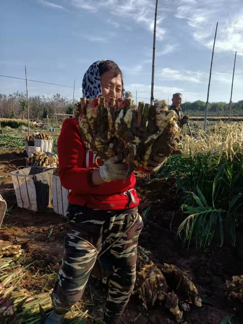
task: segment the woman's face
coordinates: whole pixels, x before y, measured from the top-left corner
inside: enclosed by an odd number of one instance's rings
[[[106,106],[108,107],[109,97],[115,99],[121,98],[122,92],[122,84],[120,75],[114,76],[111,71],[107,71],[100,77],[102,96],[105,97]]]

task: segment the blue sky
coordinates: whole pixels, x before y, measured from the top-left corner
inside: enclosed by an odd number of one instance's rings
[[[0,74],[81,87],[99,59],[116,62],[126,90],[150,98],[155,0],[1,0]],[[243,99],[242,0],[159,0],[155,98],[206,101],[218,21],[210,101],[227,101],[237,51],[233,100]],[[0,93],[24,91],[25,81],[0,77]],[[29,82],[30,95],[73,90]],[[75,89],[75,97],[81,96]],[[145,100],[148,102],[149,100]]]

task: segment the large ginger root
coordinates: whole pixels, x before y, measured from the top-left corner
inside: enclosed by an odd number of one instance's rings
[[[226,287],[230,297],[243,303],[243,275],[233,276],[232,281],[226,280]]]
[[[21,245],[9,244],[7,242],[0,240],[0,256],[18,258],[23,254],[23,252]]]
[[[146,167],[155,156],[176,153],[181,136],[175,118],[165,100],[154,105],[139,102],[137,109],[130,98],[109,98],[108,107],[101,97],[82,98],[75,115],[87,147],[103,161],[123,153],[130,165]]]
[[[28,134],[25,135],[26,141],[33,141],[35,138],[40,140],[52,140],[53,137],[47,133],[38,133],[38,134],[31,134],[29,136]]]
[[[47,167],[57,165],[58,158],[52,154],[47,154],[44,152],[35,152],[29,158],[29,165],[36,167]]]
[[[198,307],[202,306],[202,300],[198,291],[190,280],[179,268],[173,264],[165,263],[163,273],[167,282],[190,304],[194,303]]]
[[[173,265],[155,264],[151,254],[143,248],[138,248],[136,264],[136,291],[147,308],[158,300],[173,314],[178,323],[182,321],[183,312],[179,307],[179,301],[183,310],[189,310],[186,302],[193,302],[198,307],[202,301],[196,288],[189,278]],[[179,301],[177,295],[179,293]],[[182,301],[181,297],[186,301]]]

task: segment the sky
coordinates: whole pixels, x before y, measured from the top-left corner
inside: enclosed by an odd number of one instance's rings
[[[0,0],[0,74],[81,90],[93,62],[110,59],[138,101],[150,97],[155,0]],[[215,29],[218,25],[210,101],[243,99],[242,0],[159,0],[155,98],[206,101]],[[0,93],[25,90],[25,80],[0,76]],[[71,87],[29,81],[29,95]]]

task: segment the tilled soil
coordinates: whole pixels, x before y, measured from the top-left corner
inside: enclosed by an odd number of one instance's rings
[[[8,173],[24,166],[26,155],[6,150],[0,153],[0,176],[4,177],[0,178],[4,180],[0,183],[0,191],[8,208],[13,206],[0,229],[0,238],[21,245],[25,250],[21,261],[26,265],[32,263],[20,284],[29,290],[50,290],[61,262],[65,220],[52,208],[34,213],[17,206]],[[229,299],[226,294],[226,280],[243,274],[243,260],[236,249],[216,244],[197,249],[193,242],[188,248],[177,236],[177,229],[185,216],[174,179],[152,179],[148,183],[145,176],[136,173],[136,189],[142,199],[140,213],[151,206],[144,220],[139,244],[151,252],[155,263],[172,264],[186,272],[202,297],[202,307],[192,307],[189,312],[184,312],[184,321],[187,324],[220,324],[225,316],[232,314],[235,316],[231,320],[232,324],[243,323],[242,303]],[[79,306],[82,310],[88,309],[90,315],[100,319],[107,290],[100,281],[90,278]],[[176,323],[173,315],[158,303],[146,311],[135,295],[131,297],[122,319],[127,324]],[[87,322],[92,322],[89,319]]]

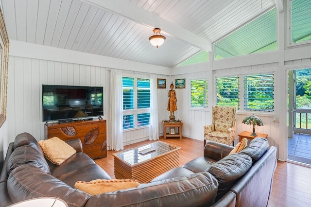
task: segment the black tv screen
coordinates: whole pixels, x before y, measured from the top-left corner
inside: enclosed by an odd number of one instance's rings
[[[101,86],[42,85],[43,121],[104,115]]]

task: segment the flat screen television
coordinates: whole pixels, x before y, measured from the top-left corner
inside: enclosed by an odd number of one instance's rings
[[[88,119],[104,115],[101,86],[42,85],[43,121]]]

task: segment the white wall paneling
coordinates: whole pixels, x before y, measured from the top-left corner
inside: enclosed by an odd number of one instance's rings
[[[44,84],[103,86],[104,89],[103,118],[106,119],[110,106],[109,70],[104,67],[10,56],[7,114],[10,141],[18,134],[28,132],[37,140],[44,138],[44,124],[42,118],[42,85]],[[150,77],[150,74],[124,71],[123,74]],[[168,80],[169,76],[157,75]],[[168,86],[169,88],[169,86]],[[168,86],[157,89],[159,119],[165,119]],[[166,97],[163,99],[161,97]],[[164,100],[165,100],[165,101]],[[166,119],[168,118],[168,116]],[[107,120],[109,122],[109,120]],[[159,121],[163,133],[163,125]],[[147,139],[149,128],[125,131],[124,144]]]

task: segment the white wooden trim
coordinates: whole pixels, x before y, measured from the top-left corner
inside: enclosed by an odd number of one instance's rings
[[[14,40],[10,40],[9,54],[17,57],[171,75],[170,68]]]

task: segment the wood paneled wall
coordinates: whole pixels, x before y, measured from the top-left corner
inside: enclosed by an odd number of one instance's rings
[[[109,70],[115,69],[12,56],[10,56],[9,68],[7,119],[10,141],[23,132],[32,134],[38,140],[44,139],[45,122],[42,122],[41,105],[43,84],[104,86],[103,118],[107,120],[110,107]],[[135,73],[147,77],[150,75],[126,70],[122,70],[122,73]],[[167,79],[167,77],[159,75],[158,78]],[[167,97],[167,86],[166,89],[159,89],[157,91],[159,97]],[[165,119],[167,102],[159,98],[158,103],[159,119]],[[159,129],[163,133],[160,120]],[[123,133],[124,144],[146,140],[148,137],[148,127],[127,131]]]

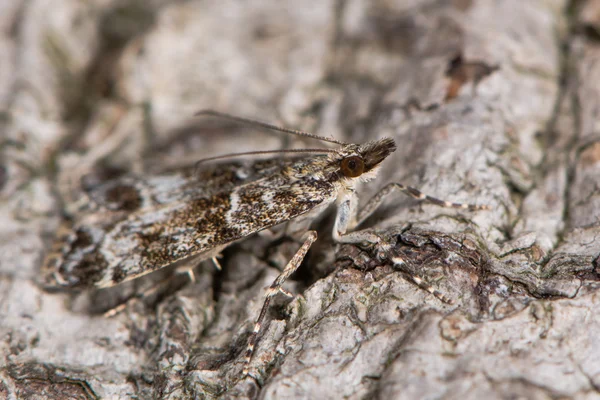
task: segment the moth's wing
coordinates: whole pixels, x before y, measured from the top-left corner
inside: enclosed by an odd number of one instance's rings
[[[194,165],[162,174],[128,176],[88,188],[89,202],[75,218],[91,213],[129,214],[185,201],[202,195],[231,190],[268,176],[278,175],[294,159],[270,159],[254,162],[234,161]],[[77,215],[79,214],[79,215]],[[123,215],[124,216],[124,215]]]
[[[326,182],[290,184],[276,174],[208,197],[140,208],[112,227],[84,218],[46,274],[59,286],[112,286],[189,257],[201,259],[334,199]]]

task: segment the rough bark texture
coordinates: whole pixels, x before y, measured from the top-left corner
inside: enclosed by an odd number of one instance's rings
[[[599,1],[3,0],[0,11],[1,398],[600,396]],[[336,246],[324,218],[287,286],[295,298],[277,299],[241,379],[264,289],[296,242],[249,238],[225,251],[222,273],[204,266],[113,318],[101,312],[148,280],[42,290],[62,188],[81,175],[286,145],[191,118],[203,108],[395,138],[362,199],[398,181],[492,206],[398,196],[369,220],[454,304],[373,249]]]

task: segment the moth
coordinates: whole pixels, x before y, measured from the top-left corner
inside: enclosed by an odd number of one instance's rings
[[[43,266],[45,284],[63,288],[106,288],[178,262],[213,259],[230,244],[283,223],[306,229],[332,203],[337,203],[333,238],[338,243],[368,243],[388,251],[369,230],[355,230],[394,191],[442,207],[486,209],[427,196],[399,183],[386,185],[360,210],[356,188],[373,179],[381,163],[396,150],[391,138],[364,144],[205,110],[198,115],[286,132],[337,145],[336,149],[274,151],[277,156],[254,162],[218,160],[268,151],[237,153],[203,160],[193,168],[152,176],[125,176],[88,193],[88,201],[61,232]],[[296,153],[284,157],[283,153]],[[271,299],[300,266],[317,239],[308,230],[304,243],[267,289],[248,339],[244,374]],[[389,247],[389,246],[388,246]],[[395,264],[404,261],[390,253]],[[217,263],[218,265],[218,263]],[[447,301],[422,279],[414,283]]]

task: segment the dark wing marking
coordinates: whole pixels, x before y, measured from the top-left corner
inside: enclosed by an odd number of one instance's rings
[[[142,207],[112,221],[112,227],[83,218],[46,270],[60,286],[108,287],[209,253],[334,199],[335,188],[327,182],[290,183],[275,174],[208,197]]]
◇ ◇ ◇ ◇
▸ To do
Copy out, unchanged, the part of the material above that opens with the line containing "task: segment the flat screen television" and closes with the line containing "[[[88,119],[104,115],[101,86],[42,85],[43,121]]]", including both of those lines.

▸ Correct result
task: segment the flat screen television
coordinates: whole pixels, x before y, measured from the top-left corner
inside: enclosed by an odd number of one instance's rings
[[[88,119],[104,115],[101,86],[42,85],[43,121]]]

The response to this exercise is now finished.